- Provided text -
◆ ◆ ◆ ◆ ◆ ◆ ◆
From 'Hot' to not, he was a Hollywood icon

The handsome leading man of the '50s and '60s found longtime popularity and acclaim.

Los Angeles Times
October 1, 2010 at 2:46AM

LOS ANGELES - Tony Curtis, the dashingly handsome film star of the 1950s and '60s best remembered for his hilarious turn in drag in Billy Wilder's classic comedy "Some Like It Hot" and dramatic roles in "The Defiant Ones" and "Sweet Smell of Success," died Wednesday night of a cardiac arrest in his Las Vegas area home. He was 85.

"My father leaves behind a legacy of great performances in movies and in his paintings and assemblages," his daughter, actress Jamie Lee Curtis, said in a statement. "He leaves behind children and their families who loved him and respected him and a wife and in-laws who were devoted to him. He also leaves behind fans all over the world."

One of Hollywood's most durable actors, Curtis appeared in more than 100 movies and was nominated for a best actor Oscar for "The Defiant Ones," the 1958 convict-escape film in which he was chained to his costar Sidney Poitier.

But Curtis failed to receive a nomination for another strong role, one that he felt sure would finally win him an Academy Award: Albert DeSalvo, the Boston Strangler. That 1968 film of the same name was the last of Curtis' major starring roles.

"After that, the pictures that I got were not particularly intriguing," he told the Seattle Times in 2000, "but I had lots of child-support payments."

For many film fans, Curtis' most memorable role was in "Some Like It Hot," the 1959 film in which he and Jack Lemmon played small-time jazz musicians who witnessed the St. Valentine's Day massacre in Chicago and, pursued by gangsters who wanted to kill them too, posed as women to escape with an all-female jazz band bound for Miami.

In 2000, the American Film Institute named "Some Like It Hot" the best comedy of the 20th century.
◆ ◆ ◆ ◆ ◆ ◆ ◆
- Supplied material -

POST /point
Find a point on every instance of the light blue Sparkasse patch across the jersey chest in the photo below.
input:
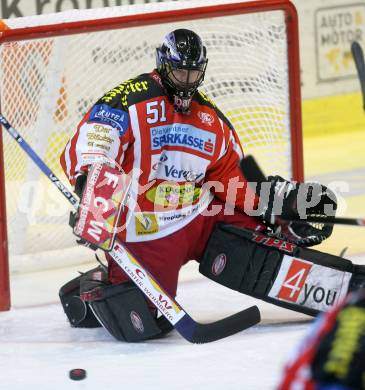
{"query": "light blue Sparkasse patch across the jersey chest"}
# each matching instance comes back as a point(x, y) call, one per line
point(180, 134)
◆ ◆ ◆ ◆ ◆ ◆ ◆
- Instructions -
a) Answer these questions from the Tony Curtis obituary, one per line:
(i) How old was Curtis when he died?
(ii) Which costar was Curtis chained to in "The Defiant Ones"?
(iii) What did the American Film Institute name "Some Like It Hot" in 2000?
b) Pick up the Tony Curtis obituary after its final sentence and carry it forward.

- Answers to each task -
a)
(i) 85
(ii) Sidney Poitier
(iii) The best comedy of the 20th century

b)
Young, Jewish, handsome

Curtis was born Bernard Schwartz in New York City, the oldest son of Jewish Hungarian immigrants. His father was a tailor, and the family was marked by tragedy: One of Curtis' brothers was killed at age 9 when he was hit by a truck, and the other, who was 15 years Curtis' junior, suffered from schizophrenia.

Curtis' early life was a series of struggles -- he said he was constantly taunted for being young, Jewish and handsome. At 17, he enlisted in the Navy, serving in the Pacific during World War II. He used the GI Bill for acting classes in New York City.

That led to some work in the Catskills and later in Yiddish theater in Chicago. He was back in New York when he was spotted by a Hollywood talent scout and, at age 23, put under contract with Universal for $75 a week.

"I got into movies so easy it was scary," Curtis told the Denver Post in 1996.

Bernie Schwartz sounded too Jewish for an actor, so the studio gave him a new name: Anthony Curtis, taken from his favorite novel, "Anthony Adverse," and the Anglicized name of a favorite uncle. After his eighth film, he became Tony Curtis.

Biggest names in Hollywood

As a performer, Curtis drew first and foremost on his good looks. With his dark, curly hair, worn in a sculptural style later imitated by Elvis Presley, and plucked eyebrows framing pale blue eyes and wide, full lips, Curtis embodied a new kind of feminized male beauty that came into vogue in the early 1950s.

The studio helped smooth the rough edges off the ambitious young actor. The last to go was his street-tinged Bronx accent, which had become a Hollywood joke.

His costars were the biggest names in Hollywood: Burt Lancaster, Marilyn Monroe, Cary Grant, Kirk Douglas, Frank Sinatra, Poitier, Lemmon, Natalie Wood and -- in "The Vikings," "Houdini" and other films -- Janet Leigh, his first wife (he had six).

Later in life, Curtis, a recovering alcoholic, pursued another career as an artist, creating Matisse-like still lifes.

In his later acting years, Curtis was mostly reduced to being a celebrity without serious portfolio and this, combined with his early teen-idol image and a raft of mediocre films, left him with a reputation that was lighter than many of his substantial roles during his prime would otherwise support.

"I reviewed many of the minor films of his later career," said former Los Angeles Times movie reviewer Kevin Thomas, "and what I came to respect so profoundly was that Tony always gave his absolute, total best."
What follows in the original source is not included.